# What to work on
1. In the mailing-list reply about blk-mq and CPU hotplug, what does the quoted text say about how the hisilicon V3 tags are shared, and what would switching to real hw queues require?
2. Arrange part of the records as a JSON list of strings, one string per line and blank lines omitted. Begin at the line in the records that has "Indicate the blue", and stop after the line that has "[(729, 127)]".

Re: [PATCH V3 0/5] blk-mq: improvement on handling IO during CPU hotplug

From: John Garry <john.garry@huawei.com>
To: Ming Lei <tom.leiming@gmail.com>
Cc: Ming Lei <ming.lei@redhat.com>, Jens Axboe <axboe@kernel.dk>,
	linux-block <linux-block@vger.kernel.org>,
	Bart Van Assche <bvanassche@acm.org>,
	"Hannes Reinecke" <hare@suse.com>, Christoph Hellwig <hch@lst.de>,
	Thomas Gleixner <tglx@linutronix.de>,
	Keith Busch <keith.busch@intel.com>
Subject: Re: [PATCH V3 0/5] blk-mq: improvement on handling IO during CPU hotplug
Date: Fri, 11 Oct 2019 15:10:03 +0100	[thread overview]
Message-ID: <b1a561c1-9594-cc25-dcab-bad5c342264f@huawei.com> (raw)
In-Reply-To: <CACVXFVN2K-GYTdSwXZ2fZ9=Kgq+jXa3RCkqw+v_DcvaFBvgpew@mail.gmail.com>

On 11/10/2019 12:55, Ming Lei wrote:
> On Fri, Oct 11, 2019 at 4:54 PM John Garry <john.garry@huawei.com> wrote:
>>
>> On 10/10/2019 12:21, John Garry wrote:
>>>
>>>>
>>>> As discussed before, tags of hisilicon V3 is HBA wide. If you switch
>>>> to real hw queue, each hw queue has to own its independent tags.

# Task data
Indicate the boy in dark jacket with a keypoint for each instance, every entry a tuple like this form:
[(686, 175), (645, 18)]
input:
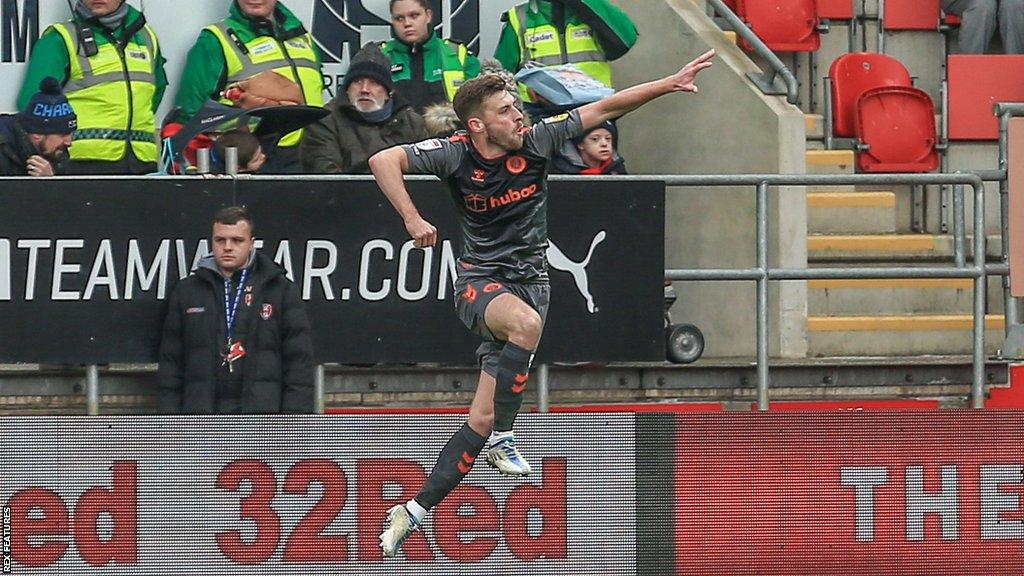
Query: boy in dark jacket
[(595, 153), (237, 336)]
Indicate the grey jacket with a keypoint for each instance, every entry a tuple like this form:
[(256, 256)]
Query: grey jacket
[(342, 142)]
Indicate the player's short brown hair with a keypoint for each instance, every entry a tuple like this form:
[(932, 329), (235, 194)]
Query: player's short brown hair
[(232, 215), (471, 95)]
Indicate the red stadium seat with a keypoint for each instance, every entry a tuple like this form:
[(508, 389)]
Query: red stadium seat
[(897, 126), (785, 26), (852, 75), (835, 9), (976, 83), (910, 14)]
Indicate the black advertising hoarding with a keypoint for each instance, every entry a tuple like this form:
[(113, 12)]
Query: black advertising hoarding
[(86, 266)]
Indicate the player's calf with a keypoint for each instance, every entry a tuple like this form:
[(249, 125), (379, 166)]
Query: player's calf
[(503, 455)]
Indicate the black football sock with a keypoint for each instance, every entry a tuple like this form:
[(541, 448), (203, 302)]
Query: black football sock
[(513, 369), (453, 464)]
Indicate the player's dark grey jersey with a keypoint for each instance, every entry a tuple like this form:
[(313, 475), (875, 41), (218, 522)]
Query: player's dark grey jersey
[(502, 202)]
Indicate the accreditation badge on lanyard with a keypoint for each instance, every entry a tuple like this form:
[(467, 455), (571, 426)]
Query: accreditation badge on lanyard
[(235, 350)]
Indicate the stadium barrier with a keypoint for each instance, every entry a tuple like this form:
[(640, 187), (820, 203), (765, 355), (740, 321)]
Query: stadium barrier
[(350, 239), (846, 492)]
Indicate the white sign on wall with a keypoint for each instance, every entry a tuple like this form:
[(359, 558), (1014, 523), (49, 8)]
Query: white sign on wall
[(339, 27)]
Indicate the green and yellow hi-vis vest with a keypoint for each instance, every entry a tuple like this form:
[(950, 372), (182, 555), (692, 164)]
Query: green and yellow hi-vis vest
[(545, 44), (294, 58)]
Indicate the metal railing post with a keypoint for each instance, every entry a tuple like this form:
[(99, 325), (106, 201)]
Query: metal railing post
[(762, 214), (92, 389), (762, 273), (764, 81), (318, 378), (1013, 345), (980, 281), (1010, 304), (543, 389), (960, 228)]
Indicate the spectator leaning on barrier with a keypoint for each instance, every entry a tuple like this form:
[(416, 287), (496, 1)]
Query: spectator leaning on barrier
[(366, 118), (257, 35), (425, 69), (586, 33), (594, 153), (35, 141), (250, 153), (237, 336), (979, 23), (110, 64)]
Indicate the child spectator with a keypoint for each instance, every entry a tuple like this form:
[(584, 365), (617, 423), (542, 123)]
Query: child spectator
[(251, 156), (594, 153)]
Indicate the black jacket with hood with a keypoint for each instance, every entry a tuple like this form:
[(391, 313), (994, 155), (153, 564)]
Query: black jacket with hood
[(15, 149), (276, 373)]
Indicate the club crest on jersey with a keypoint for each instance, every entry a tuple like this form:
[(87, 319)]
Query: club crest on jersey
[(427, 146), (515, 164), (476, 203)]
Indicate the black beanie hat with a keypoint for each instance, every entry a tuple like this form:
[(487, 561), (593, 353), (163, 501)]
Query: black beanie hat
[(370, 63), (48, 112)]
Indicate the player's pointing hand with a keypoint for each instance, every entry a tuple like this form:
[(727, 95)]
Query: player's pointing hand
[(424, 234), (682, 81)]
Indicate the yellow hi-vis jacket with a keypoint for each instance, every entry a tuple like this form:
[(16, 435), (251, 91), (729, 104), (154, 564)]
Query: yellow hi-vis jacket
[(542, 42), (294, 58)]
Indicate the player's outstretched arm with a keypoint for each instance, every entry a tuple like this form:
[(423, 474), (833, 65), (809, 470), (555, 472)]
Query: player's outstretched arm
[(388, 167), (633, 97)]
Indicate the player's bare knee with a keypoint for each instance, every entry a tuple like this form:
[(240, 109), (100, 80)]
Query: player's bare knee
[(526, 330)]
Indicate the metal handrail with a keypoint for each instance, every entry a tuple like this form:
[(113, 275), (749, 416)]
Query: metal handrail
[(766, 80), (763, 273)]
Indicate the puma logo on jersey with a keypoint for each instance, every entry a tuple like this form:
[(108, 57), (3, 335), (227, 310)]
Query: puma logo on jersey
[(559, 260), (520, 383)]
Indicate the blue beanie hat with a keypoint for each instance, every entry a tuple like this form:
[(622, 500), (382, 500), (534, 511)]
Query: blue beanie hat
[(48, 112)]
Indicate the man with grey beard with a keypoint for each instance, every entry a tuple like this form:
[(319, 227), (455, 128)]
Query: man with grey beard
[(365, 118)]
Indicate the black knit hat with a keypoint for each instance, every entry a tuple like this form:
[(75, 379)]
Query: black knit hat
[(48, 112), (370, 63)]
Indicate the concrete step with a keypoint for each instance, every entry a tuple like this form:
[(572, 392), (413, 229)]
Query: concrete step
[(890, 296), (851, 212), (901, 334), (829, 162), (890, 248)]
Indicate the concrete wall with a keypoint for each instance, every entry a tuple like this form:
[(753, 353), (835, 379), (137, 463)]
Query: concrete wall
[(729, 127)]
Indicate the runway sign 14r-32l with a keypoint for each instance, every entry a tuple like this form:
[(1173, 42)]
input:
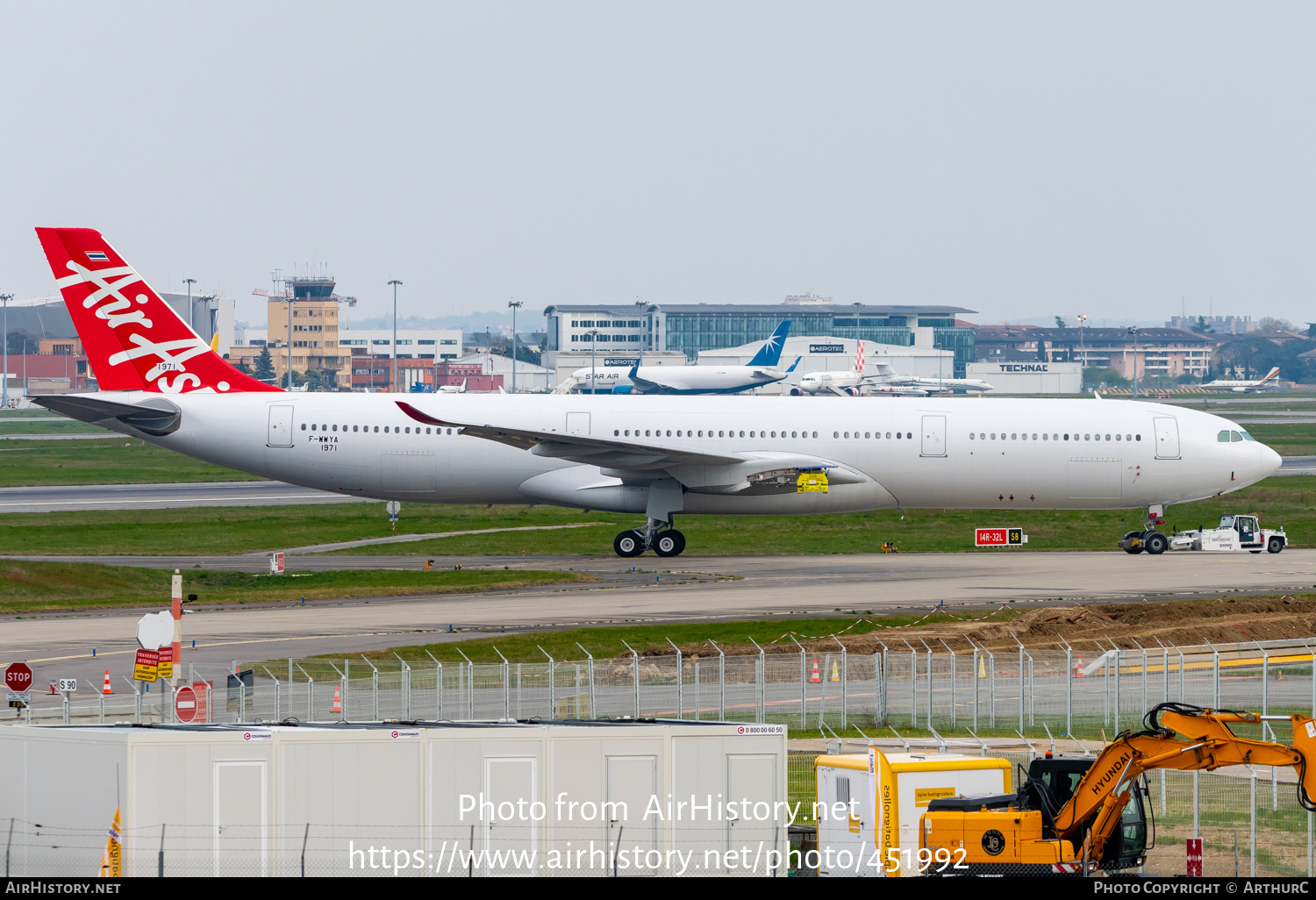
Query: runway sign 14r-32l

# Responses by task
1. The quoted text says the tags of hisilicon V3 are HBA wide. Switching to real hw queues would therefore mean each hw queue has to own its independent tags.

2.
[
  "Indicate the blue beanie hat with a keypoint for each instance, every entry a tuple like this form:",
  "[(622, 500), (382, 500), (534, 511)]",
  "Query: blue beanie hat",
  "[(48, 112)]",
  "Indicate the man with grey beard with a keypoint for each instance, every entry a tuple like this form:",
  "[(319, 227), (455, 128)]",
  "Query: man with grey beard",
  "[(365, 118)]",
  "Indicate the black knit hat with a keypoint for each instance, every entry a tuple like this form:",
  "[(75, 379)]",
  "Query: black knit hat",
  "[(48, 112), (370, 63)]",
  "Indicate the concrete step with a keypoint for each instance, every entry a tuple like this form:",
  "[(572, 392), (413, 229)]",
  "Query: concrete step",
  "[(890, 296), (851, 212), (901, 334), (829, 162), (890, 248)]",
  "Indicate the concrete wall with a keypoint for each instance, every entry a tuple like this form:",
  "[(753, 353), (835, 379), (137, 463)]",
  "Query: concrete wall",
  "[(729, 127)]"
]